## What is expected
Reproduce the records that follow exactly as they are written.

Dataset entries
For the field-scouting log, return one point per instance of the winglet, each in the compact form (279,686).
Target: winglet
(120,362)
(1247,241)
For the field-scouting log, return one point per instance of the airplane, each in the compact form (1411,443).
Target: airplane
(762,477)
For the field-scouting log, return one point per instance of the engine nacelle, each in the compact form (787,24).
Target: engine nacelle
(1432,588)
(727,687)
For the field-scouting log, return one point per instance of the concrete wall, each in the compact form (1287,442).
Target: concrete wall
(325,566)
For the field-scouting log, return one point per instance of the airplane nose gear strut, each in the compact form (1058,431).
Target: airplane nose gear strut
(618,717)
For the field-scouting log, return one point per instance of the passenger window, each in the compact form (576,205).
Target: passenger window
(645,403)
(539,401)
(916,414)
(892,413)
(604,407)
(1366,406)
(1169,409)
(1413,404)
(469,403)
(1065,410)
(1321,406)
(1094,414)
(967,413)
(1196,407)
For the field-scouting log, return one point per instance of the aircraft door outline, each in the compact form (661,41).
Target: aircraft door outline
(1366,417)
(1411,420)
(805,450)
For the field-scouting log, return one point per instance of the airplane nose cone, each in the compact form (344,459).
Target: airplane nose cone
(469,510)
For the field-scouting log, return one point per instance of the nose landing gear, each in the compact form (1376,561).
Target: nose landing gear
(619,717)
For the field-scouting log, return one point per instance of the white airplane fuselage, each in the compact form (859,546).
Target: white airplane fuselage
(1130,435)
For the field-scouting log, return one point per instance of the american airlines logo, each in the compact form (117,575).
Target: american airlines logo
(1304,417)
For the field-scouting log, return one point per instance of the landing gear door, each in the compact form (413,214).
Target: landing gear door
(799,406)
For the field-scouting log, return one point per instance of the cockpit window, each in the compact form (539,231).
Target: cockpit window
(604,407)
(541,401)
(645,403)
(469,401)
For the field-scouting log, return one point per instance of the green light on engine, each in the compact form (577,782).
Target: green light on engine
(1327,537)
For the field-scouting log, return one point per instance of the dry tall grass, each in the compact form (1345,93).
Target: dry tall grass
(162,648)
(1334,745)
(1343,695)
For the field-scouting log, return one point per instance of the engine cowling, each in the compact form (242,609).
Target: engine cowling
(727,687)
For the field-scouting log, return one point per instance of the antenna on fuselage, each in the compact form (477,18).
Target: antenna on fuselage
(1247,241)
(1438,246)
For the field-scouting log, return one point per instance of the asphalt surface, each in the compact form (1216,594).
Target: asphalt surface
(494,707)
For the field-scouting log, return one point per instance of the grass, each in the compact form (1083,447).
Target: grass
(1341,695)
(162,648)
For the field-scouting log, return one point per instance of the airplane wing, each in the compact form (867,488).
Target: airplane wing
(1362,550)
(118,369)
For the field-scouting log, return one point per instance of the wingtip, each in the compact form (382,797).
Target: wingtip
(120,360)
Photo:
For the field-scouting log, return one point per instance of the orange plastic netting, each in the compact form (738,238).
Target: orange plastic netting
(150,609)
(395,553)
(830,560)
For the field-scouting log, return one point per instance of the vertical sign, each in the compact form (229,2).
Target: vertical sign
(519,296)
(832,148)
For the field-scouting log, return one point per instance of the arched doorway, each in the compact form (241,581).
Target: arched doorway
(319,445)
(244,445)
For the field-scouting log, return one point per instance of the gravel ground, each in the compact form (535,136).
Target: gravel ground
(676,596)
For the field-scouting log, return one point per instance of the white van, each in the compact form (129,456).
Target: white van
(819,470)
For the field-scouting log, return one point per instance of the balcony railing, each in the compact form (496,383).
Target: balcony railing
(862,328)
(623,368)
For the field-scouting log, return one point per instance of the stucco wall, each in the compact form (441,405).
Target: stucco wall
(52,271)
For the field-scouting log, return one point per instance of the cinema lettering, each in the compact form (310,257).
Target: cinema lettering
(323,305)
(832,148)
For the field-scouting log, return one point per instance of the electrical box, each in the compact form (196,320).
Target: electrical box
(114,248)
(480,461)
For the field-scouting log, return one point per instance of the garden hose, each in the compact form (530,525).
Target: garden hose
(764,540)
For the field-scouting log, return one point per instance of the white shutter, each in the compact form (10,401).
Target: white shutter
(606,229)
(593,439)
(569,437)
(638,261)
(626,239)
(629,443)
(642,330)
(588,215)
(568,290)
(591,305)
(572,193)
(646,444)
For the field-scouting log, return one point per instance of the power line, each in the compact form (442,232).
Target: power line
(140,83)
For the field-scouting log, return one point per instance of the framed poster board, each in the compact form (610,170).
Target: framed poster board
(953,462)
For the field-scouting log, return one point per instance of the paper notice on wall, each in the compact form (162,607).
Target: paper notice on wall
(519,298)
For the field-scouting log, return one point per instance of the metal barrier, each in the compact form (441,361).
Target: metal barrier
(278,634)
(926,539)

## Reply
For the field-scouting log, return one point per instance of the winglet, each in the compact form (279,686).
Target: winglet
(120,362)
(1247,241)
For the field-scouting log, return one point per instance of the airplane, each in the compact form (1411,443).
Target: airplane
(762,477)
For the field-scouting log, return one point per instance of the engine nacelle, each in the compact form (787,24).
Target: engine nacelle
(1432,588)
(727,687)
For the field-scouting log, return one point per instance of the concrete wall, each in the compact form (1287,442).
Target: concrete wall
(325,566)
For the field-scouting log, return one point per instance of the airplane nose gear strut, each in the compact form (1058,431).
Target: airplane nose gear strut
(618,717)
For the field-scouting log, return one point per instance of the passenger window, each in the compact form (576,205).
Target: passenger window
(645,403)
(539,401)
(916,414)
(892,413)
(604,407)
(1366,406)
(1169,409)
(1413,404)
(469,403)
(1065,410)
(1321,406)
(1094,414)
(967,413)
(1196,407)
For the field-scouting log, return one point per instance of the aircraft door outline, each in the compact form (661,41).
Target: aircraft door outline
(1366,417)
(1411,420)
(805,450)
For the field-scouting log, return one point per instance of the airplane nose cone, each in the compact form (344,459).
Target: airplane nose cone
(469,510)
For the field-scouting log, return one point per instance of the nose landing gear, each in the compact form (1376,561).
Target: nose landing gear
(619,717)
For the field-scouting log, return one point per instance of the white airplane fuselage, each in the compact form (859,546).
Target: white airplane fuselage
(1130,435)
For the field-scouting log, return one point per instance of the american airlines logo, each in the compact form (117,575).
Target: american airlines logo
(1304,417)
For the field-scouting log, return one point per instance of the landing gear door, each in the compact form (413,214).
Target: landing gear door
(799,406)
For the field-scouting log, return one point per instance of the cockpit window, each in the compact form (539,231).
Target: cockpit window
(604,407)
(541,401)
(645,403)
(469,401)
For the field-scouting log, return one point per instance of the green light on engine, each in the compact form (577,782).
Target: green light on engine
(1327,537)
For the field-scouting log, return one point per instance of the dry tall grass, each in the compact form (1345,93).
Target: dry tall grass
(162,648)
(1334,745)
(1343,695)
For the field-scouting log, return one point per instance of the engine cowling, each in the compact form (242,609).
Target: engine cowling
(727,687)
For the field-scouting log, return one point per instance of the antenna on fuselage, each in the compact form (477,18).
Target: antenna on fuselage
(1247,241)
(1438,246)
For the field-scouting log, return one point per instance of the asphalt surface, each in the compact form (1216,594).
Target: asphalt surface
(494,707)
For the field-scouting log, return one point per instance of the grass, each in the compact form (1083,447).
Target: grass
(1341,695)
(162,648)
For the field-scouting log, return one point per instance of the airplane wing, each in the compact form (867,488).
Target: airplane wing
(1362,550)
(118,369)
For the field-scouting log, return one point per instance of the wingtip, each in the compact form (382,797).
Target: wingtip
(120,360)
Photo:
For the field-scouting log, return one point per instance of the orange plastic netting, each in the compact form (738,238).
Target: orange plastic netting
(150,609)
(395,553)
(830,560)
For the field-scouting log, return one point per instance of the vertical sign, each in the compact form (229,2).
Target: vertical sign
(519,296)
(832,148)
For the field-scouting log, return one point per instance of the arched doorway, each in the compact form (241,581).
Target: arched doorway
(319,445)
(244,445)
For the field-scouting log, return one point per instance of the gravel ground, each in the compact form (535,136).
Target: gravel ground
(676,596)
For the field-scouting log, return one point per instance of the white van, each in the compact form (129,456).
Target: white van
(819,470)
For the field-scouting log, return one point per instance of the balcony railing, each in the compact form (496,383).
Target: balcony railing
(862,328)
(623,368)
For the field-scouting log, return one point per instance of the stucco wall, each in the compact form (441,405).
Target: stucco wall
(52,271)
For the field-scouting log, return one point per instance of the cinema lettering, each in the compact form (310,257).
Target: cinema lettering
(323,305)
(832,148)
For the field-scouting log, return one point per instance of the electrical box, each in the compact form (196,320).
Target: electrical box
(114,248)
(480,461)
For the field-scouting log, return one point per instance of the garden hose, each in the compact form (530,525).
Target: garden hose
(764,540)
For the field-scouting log, return one point per instance of the white shutter, each in the compact form (10,401).
Target: white shutter
(606,229)
(593,439)
(569,437)
(638,261)
(626,239)
(629,443)
(642,330)
(588,215)
(568,290)
(591,305)
(572,193)
(646,444)
For the field-scouting log, return one point per instance of the power line, each in the compact form (442,232).
Target: power line
(140,83)
For the field-scouting log, return one point per instance of the framed poster board, each in the compact form (610,170).
Target: framed poster board
(953,462)
For the field-scouting log, return one point per instance of the paper notice on wall, each in the compact form (162,607).
Target: paper notice on wall
(519,298)
For the field-scouting log, return one point per instance of the metal barrier, each in the compact form (441,361).
Target: metal barrier
(278,634)
(926,539)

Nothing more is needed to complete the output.